— Start of PASSAGE GIVEN —

# lakeFS and Delta

This uses the [Everything Bagel](https://github.com/treeverse/lakeFS/tree/master/deployments/compose) Docker Compose environment.

[@rmoff](https://twitter.com/rmoff/) 

## Setup

Display version numbers just for info

In [1]:
import sys
print("Kernel:", sys.executable)
print("Python version:", sys.version)

import pyspark
print("PySpark version:", pyspark.__version__)


Kernel: /opt/conda/bin/python
Python version: 3.9.7 | packaged by conda-forge | (default, Oct 10 2021, 15:08:54) 
[GCC 9.4.0]
PySpark version: 3.2.0


###  Spark

_With the necessary Delta Lake config too_

In [2]:
from pyspark import SparkFiles
from pyspark.sql.session import SparkSession

spark = (
    SparkSession.builder.master("local[*]")
    .config("spark.jars.packages", "io.delta:delta-core_2.12:2.0.0")
    .config("spark.sql.extensions", "io.delta.sql.DeltaSparkSessionExtension")
    .config("spark.sql.catalog.spark_catalog", "org.apache.spark.sql.delta.catalog.DeltaCatalog")
    .config("spark.delta.logStore.class", "org.apache.spark.sql.delta.storage.S3SingleDriverLogStore")
    .config("spark.hadoop.fs.s3.impl", "org.apache.hadoop.fs.s3a.S3AFileSystem")
    .config("spark.hadoop.fs.s3a.endpoint", "http://lakefs:8000")
    .config("spark.hadoop.fs.s3a.path.style.access", "true")
    .config("spark.hadoop.fs.s3a.access.key", "AKIAIOSFODNN7EXAMPLE")
    .config("spark.hadoop.fs.s3a.secret.key", "wJalrXUtnFEMI/K7MDENG/bPxRfiCYEXAMPLEKEY")    
    .getOrCreate()
)

#### Test delta - write/read local

In [3]:
data = spark.range(0, 5)
data.write.format("delta").mode("overwrite").save("/tmp/delta-table")

In [4]:
df = spark.read.format("delta").load("/tmp/delta-table")
df.show()

+---+
| id|
+---+
|  0|
|  3|
|  4|
|  2|
|  1|
+---+



#### Test delta - write/read lakeFS

In [5]:
data = spark.range(0, 5)

— End of PASSAGE GIVEN —
— Start of RECORDS SHOWN —

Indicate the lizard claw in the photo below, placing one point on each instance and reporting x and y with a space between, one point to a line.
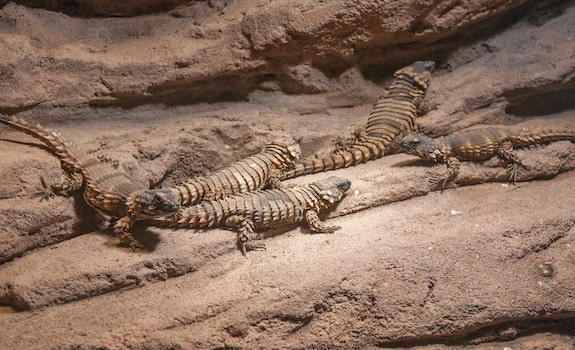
331 229
46 193
437 179
513 167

— End of RECORDS SHOWN —

### EXERCISES:
1 > Multiply every x and y point coordinate in the answers of the rows by 2.55, rounding each result to a whole number with halves rounded up. Write out all the rows again with their requests unchanged and the pictures left out.
2 > Proceed with the lakeFS and Delta notebook from the point where it stops.
The lakeFS and Delta notebook and the rows are separate, unrelated material.

### ANSWERS FOR THE TASKS:
1 >
Indicate the lizard claw in the photo below, placing one point on each instance and reporting x and y with a space between, one point to a line.
844 584
117 492
1114 456
1308 426

2 >
df.write.format("delta").mode('overwrite').save('s3a://example/main/test')

In [6]:
df = spark.read.format("delta").load('s3a://example/main/test')
df.show()

+---+
| id|
+---+
|  3|
|  0|
|  2|
|  1|
|  4|
+---+



### LakeFS

#### Install libraries

(could be built into the `Dockerfile`)

In [7]:
import sys
!{sys.executable} -m pip install lakefs_client



#### Config

In [8]:
import lakefs_client
from lakefs_client import models
from lakefs_client.client import LakeFSClient
from lakefs_client.api import branches_api
from lakefs_client.api import commits_api

# lakeFS credentials and endpoint
configuration = lakefs_client.Configuration()
configuration.username = 'AKIAIOSFODNN7EXAMPLE'
configuration.password = 'wJalrXUtnFEMI/K7MDENG/bPxRfiCYEXAMPLEKEY'
configuration.host = 'http://lakefs:8000'

client = LakeFSClient(configuration)
api_client = lakefs_client.ApiClient(configuration)

#### List the current branches in the repository

https://pydocs.lakefs.io/docs/BranchesApi.html#list_branches

In [9]:
repo='example'

In [10]:
for b in client.branches.list_branches(repo).results:
    display(b.id)

'main'

## Load some data into lakeFS

Read a parquet file from URL

In [11]:
# The sample parquet file is Apache 2.0 licensed so perhaps include it in the Everything Bagel distribution? 
url='https://github.com/Teradata/kylo/blob/master/samples/sample-data/parquet/userdata1.parquet?raw=true'
spark.sparkContext.addFile(url)
df = spark.read.parquet("file://" + SparkFiles.get("userdata1.parquet"))

How many rows of data?

In [12]:
display(df.count())

1000

What does the data look like?

In [13]:
display(df.show(n=1,vertical=True))

-RECORD 0--------------------------------
 registration_dttm | 2016-02-03 07:55:29 
 id                | 1                   
 first_name        | Amanda              
 last_name         | Jordan              
 email             | ajordan0@com.com    
 gender            | Female              
 ip_address        | 1.197.201.2         
 cc                | 6759521864920116    
 country           | Indonesia           
 birthdate         | 3/8/1971            
 salary            | 49756.53            
 title             | Internal Auditor    
 comments          | 1E+02               
only showing top 1 row



None

## Write data to lakeFS (on the `main` branch) in Delta format

In [14]:
branch='main'

In [15]:
df.write.format("delta").mode('overwrite').save('s3a://'+repo+'/'+branch+'/demo/users')

#### 👉🏻[The data as seen from LakeFS](http://localhost:8000/repositories/example/objects?ref=main&path=demo%2Fusers%2F)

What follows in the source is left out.